----- TEXT SEGMENT
Stand By Your Man: Will Kushner and Trump Stick Together?

The ties that bind are the ties that brand.

Politics Features Jared Kushner
Stand By Your Man: Will Kushner and Trump Stick Together?

Will Trump give Kushner up? I mean that hypothetically at this point, of course. The Trumps usually stick close together. But it seems obvious: if the course of human events continues in this manner, then the time will come when Trump will have to choose between himself and his relations. A Times article published on Memorial Day noted that:

Jared Kushner, the president’s son-in-law and senior adviser, was looking for a direct line to President Vladimir V. Putin of Russia — a search that in mid-December found him in a room with a Russian banker whose financial institution was deeply intertwined with Russian intelligence, and remains under sanction by the United States. Federal and congressional investigators are now examining what exactly Mr. Kushner and the Russian banker, Sergey N. Gorkov, wanted from each other.

Constant comparisons with the Nixon White House do no favors to Trump: both were under the shadow of scandal, but Nixon’s Executive had a level of professionalism which this Orange Presidency can hardly wink at. Here too there are parallels.

KEEP THE FAITH

Richard Nixon never had a son, but the closest he ever got was his White House Chief of Staff, Harry Robbins Haldeman, who Nixon described as his “pluperfect son of a bitch.” That didn’t stop Nixon from throwing him to the wolves when it was time. He fired Haldeman and another aide, Ehrlichman, in a televised Oval Office speech on April 30, 1973. Then Nixon—probably drunk—called Bob Haldeman and said this:

RMN: But let me say you’re a strong man, Goddamnit, and I love you.
BH: Well-
RMN: And, you know, I love John and all the rest, and, by God, keep the faith. Keep the faith. You’re going to win this son of a bitch.
BH: Absolutely….

Nixon didn’t pardon his adopted brother-son, so Haldeman, the former Lord High Executioner, went to prison for eighteen months, where he was a chemist in the sewage treatment plant in Lompoc Federal Prison. Nixon was pardoned. In a May 1, 1973 article in the Post, Stern and Johnson wrote that:

The dramatic news of the dismantling of the White House command staff that served Mr. Nixon through his first four years in the presidency was the most devastating impact that the Watergate scandal has yet made on the administration.
----------
----- GIVEN INFORMATION
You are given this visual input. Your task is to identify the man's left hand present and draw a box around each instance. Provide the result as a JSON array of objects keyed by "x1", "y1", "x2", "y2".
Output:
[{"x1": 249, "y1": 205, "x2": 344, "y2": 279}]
----------
#### [WORK TO BE COMPLETED]
Continue the article on Kushner and Trump from the point where it stops. The listing is material separate from the text.

#### [TASK RESULT]
Trump has his own command staff. The President has other sons, but seems to spend special favor on his daughter’s husband. And so his son-in-law has come under fire for the Russia tie. According to an article in the Times:

Over the past week, Mr. Kushner, who at age 36 occupies an ill-defined role somewhere between princeling and President Trump’s shadow chief of staff, has seen his foothold on that invaluable real estate shrink amid revelations he is under scrutiny in a federal investigation into whether there was collusion with Russian officials during the presidential campaign. … What is less clear is how Mr. Kushner’s woes will affect his hard-won influence on a mercurial father-in-law who is eager to put distance between himself and a scandal that is swamping his agenda and, he believes, threatening his family.

Usually, this kind of speculation is senseless: who wants to pry in family affairs? Kushner’s Dad went to jail; imagine having yet another father figure thrown into the clink, and what that would do to you. In ordinary times, this would be irrelevant: who knows or cares what happens inside this one family? It’s hardly our business.

But the curiosity is worth indulging here, for a very simple reason: Trump’s strongest bonds, such as they are, are with family. The power of the Trump Executive is wired up according to the bonds of blood. Those ties have an immediate, discernible impact on my life, your life, and the life of the nation. Therefore, Trump’s relationship with his son-in-law is a subject worth publicly speculating about. They’ve made it our affair.

CAT’S IN THE CRADLE

The President runs his business and political empire in the manner of an antediluvian patriarch: assigning sub-units of his kingdom to people in the trusted bloodline, keeping outsiders at arm’s length, trusting nobody. There are two parallel power structures: the official one, governed by law, precept, and custom; and the unofficial one, governed by the family structure of Trump and all the people of Trumpland.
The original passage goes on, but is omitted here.